[Some records]
>>>
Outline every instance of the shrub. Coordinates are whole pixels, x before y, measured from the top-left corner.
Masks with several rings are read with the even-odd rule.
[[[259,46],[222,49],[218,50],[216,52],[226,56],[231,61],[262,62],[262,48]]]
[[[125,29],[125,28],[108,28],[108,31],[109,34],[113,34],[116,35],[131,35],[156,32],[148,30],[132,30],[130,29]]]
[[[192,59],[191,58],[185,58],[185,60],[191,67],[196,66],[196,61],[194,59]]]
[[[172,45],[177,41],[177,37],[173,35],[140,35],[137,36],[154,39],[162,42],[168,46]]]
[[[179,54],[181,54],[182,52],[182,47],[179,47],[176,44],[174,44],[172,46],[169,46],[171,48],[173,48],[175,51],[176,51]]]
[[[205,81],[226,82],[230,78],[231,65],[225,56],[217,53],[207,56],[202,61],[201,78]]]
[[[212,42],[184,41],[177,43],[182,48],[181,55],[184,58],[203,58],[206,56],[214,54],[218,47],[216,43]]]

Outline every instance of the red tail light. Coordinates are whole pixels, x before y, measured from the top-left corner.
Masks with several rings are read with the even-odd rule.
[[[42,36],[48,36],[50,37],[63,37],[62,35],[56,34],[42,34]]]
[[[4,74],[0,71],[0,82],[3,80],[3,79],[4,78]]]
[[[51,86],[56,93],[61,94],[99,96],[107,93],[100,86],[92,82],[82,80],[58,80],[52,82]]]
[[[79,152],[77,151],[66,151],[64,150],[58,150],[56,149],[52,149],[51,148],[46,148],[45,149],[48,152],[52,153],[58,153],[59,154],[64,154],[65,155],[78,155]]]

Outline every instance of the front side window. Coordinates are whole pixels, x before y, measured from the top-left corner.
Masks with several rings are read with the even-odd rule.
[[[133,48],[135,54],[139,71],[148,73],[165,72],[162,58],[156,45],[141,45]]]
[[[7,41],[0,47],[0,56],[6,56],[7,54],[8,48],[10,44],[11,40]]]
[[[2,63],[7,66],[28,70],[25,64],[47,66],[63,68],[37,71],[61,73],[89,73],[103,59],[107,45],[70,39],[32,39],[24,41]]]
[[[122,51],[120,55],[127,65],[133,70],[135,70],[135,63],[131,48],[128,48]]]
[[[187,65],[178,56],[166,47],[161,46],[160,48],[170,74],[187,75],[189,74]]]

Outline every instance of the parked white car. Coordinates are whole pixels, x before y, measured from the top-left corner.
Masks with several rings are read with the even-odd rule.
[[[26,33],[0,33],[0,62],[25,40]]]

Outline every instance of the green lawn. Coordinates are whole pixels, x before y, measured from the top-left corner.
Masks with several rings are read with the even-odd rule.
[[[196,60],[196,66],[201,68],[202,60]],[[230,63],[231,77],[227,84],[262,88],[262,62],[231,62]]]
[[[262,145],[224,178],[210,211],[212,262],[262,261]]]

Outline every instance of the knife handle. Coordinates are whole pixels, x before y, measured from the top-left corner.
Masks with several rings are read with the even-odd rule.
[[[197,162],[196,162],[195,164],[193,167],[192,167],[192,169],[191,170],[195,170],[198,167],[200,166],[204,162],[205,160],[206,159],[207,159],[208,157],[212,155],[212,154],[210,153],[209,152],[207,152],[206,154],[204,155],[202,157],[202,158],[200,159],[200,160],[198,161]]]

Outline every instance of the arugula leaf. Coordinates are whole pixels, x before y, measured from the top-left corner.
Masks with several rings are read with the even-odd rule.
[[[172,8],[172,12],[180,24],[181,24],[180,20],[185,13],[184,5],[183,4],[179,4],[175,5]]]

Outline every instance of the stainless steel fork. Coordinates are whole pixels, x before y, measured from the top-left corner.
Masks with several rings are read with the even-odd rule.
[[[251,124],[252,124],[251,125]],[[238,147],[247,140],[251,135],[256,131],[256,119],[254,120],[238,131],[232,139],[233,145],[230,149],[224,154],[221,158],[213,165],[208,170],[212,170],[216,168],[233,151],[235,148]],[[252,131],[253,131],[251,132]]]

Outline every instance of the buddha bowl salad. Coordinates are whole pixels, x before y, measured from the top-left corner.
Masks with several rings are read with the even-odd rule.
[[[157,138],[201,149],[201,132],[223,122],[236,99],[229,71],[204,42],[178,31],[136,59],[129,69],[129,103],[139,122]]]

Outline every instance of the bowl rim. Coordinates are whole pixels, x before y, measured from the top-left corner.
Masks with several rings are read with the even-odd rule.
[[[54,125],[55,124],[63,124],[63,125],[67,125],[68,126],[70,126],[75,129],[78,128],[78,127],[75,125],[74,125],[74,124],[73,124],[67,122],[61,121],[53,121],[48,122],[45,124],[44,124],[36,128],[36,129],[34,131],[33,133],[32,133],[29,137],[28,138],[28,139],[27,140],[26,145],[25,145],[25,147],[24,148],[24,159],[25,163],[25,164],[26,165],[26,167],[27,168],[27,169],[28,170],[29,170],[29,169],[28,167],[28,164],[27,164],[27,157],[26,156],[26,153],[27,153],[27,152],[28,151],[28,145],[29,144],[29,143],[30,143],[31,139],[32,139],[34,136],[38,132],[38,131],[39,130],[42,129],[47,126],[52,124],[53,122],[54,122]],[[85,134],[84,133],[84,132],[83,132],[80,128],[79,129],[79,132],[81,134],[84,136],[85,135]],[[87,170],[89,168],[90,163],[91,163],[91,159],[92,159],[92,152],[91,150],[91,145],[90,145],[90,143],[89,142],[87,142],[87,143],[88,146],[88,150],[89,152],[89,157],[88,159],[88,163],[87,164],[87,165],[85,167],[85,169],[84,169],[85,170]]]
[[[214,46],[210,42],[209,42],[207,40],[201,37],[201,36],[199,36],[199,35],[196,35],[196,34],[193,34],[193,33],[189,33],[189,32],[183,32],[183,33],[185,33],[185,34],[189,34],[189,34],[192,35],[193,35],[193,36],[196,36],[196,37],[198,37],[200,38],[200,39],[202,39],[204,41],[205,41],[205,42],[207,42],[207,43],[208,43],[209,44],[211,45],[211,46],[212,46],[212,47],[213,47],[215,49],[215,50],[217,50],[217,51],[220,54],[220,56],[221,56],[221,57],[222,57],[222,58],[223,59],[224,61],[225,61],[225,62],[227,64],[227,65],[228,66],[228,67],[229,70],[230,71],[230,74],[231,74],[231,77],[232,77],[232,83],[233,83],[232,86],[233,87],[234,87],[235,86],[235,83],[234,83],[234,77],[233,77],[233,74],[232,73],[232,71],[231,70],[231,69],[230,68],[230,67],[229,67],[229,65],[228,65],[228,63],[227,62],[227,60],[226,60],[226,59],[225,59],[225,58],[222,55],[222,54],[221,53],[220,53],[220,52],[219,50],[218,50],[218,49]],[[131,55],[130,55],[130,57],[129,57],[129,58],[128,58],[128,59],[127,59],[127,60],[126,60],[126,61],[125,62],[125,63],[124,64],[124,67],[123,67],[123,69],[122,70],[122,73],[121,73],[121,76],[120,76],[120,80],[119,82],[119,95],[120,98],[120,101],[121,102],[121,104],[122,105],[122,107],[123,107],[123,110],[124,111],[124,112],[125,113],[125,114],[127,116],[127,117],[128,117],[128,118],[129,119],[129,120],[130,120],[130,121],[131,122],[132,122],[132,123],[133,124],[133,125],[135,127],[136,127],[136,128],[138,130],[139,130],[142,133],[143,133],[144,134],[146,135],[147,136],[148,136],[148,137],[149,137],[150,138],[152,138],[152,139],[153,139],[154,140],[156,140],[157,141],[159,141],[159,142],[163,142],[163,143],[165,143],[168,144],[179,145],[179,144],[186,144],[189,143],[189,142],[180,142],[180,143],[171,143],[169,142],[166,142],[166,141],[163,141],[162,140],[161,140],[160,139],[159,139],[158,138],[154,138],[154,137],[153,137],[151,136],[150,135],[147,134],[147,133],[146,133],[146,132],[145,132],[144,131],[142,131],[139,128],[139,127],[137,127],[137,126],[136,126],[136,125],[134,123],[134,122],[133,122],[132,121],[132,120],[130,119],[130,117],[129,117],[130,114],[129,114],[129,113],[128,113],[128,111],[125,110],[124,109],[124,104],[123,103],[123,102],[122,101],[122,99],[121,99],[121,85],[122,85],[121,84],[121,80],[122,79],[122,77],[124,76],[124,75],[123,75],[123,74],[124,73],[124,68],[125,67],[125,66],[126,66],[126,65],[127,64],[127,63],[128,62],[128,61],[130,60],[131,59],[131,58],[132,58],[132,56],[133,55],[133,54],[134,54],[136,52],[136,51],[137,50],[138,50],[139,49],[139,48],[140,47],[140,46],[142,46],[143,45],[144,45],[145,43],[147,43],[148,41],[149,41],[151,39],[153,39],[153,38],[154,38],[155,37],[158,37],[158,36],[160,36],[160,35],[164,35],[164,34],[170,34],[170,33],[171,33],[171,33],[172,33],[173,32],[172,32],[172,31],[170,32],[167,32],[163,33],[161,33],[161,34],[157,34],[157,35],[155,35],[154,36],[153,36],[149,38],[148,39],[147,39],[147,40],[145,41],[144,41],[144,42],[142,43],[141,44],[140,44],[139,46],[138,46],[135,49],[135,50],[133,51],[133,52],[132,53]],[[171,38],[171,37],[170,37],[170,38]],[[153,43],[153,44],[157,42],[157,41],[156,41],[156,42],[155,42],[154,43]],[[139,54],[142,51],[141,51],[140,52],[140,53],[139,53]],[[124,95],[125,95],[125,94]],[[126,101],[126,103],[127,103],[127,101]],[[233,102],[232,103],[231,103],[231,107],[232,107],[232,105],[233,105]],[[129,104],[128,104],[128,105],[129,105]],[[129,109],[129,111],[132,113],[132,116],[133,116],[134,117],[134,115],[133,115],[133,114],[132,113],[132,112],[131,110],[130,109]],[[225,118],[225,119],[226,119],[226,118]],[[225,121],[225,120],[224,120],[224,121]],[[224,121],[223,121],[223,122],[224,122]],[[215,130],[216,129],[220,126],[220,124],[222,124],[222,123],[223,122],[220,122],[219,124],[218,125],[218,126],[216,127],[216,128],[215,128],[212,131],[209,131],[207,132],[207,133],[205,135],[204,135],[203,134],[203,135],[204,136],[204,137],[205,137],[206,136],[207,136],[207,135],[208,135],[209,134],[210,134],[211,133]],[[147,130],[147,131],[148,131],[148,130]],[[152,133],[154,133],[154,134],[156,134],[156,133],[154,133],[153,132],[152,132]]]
<<<
Do this.
Format the lines as a two-column CSV with the columns text and answer, starting at the line that contains "Outline every instance of the front" and stopping after the line that contains "[[[262,145],[224,178],[210,211],[212,262],[262,261]]]". Give one row per item, put each field in quotation marks, and replace line breaks with spaces.

Full solution.
text,answer
"Outline every instance of the front side window. Coordinates are whole pixels, x before y, measured from the top-left corner. Masks with several rings are read with the even-odd rule.","[[[133,48],[135,54],[139,71],[148,73],[165,72],[162,58],[156,45],[141,45]]] [[[7,41],[0,47],[0,56],[6,56],[7,54],[8,48],[10,44],[11,40]]] [[[2,63],[7,66],[28,70],[25,64],[47,66],[63,68],[37,71],[61,73],[89,73],[103,59],[107,45],[70,39],[32,39],[24,41]]] [[[122,51],[120,55],[127,65],[133,70],[135,70],[135,63],[131,48],[128,48]]] [[[187,65],[178,56],[166,47],[161,46],[160,48],[170,74],[187,75],[189,74]]]"
"Outline every instance of the parked white car. Coordinates are whole pixels, x before y, measured from the top-left corner. Masks with several rings are read with the even-odd rule.","[[[26,33],[0,33],[0,62],[25,40]]]"
"Outline every instance of the green lawn. Coordinates are whole pixels, x before y, measured from the top-left corner. Masks with several rings are read with the even-odd rule.","[[[196,60],[196,66],[201,68],[202,60]],[[230,63],[231,77],[227,84],[262,88],[262,62],[231,62]]] [[[262,145],[224,178],[210,211],[212,262],[262,261]]]"